## Aim of the exercise
Return these lines unchanged, from the line containing "Could you please outline every instance of the parked" through the final line.
* start *
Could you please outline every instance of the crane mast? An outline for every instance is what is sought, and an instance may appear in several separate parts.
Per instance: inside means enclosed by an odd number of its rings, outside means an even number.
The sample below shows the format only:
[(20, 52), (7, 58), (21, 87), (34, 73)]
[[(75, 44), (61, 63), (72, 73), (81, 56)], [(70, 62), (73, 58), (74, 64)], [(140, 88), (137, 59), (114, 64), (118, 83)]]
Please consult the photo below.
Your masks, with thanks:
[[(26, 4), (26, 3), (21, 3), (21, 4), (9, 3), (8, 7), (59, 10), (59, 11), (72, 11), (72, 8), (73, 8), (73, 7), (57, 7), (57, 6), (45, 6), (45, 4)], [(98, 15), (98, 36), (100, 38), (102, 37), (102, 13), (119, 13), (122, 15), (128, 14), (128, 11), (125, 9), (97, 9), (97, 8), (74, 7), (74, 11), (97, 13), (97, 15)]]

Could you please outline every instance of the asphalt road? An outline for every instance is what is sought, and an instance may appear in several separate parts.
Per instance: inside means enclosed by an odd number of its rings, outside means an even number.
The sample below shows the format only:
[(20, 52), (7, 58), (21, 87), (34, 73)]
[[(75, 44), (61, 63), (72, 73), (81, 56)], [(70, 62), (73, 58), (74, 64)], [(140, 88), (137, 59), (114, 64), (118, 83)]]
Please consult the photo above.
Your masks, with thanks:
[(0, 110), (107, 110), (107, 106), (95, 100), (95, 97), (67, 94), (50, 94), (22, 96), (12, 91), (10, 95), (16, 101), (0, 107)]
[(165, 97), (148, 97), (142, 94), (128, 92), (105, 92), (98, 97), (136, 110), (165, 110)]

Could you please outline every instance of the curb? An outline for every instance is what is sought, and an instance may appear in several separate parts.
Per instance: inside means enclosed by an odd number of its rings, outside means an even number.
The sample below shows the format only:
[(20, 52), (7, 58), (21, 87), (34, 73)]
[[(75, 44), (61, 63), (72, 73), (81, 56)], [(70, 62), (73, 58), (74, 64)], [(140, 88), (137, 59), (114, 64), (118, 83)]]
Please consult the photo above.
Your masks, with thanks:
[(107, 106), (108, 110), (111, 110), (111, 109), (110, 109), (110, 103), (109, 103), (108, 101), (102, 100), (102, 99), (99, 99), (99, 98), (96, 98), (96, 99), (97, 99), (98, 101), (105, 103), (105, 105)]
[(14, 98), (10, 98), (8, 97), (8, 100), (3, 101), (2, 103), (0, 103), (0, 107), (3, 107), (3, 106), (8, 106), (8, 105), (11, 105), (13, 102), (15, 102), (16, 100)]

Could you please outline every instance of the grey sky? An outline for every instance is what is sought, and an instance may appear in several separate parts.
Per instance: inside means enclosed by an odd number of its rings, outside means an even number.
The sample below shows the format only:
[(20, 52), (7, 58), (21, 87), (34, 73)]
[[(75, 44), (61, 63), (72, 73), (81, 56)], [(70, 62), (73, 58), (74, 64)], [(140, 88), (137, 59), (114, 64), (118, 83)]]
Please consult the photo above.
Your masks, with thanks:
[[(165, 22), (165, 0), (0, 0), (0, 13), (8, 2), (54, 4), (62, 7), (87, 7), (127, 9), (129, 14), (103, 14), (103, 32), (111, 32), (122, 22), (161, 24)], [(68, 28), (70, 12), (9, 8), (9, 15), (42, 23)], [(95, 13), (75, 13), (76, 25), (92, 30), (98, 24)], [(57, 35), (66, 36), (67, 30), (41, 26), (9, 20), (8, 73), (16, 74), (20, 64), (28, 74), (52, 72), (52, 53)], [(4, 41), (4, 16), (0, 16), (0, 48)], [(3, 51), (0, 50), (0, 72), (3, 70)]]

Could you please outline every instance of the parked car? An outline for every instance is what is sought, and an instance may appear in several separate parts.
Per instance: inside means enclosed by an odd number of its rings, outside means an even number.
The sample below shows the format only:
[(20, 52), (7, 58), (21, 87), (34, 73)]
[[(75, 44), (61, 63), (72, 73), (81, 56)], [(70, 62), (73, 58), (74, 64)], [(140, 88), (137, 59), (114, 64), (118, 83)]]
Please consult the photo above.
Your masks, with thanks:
* end *
## Worked solution
Could you please outline every instance of the parked car? An outline for every instance is what is sought, and an instance may appear in several separate parts.
Per instance: inside means enclosed by an odd number of its rings, outside means an even number.
The sample below shows the format only:
[(20, 52), (7, 58), (21, 87), (34, 73)]
[[(75, 44), (61, 63), (72, 73), (81, 56)], [(70, 62), (73, 58), (74, 64)], [(140, 88), (137, 59), (114, 64), (118, 83)]]
Please consult the photo above.
Your masks, with thanks:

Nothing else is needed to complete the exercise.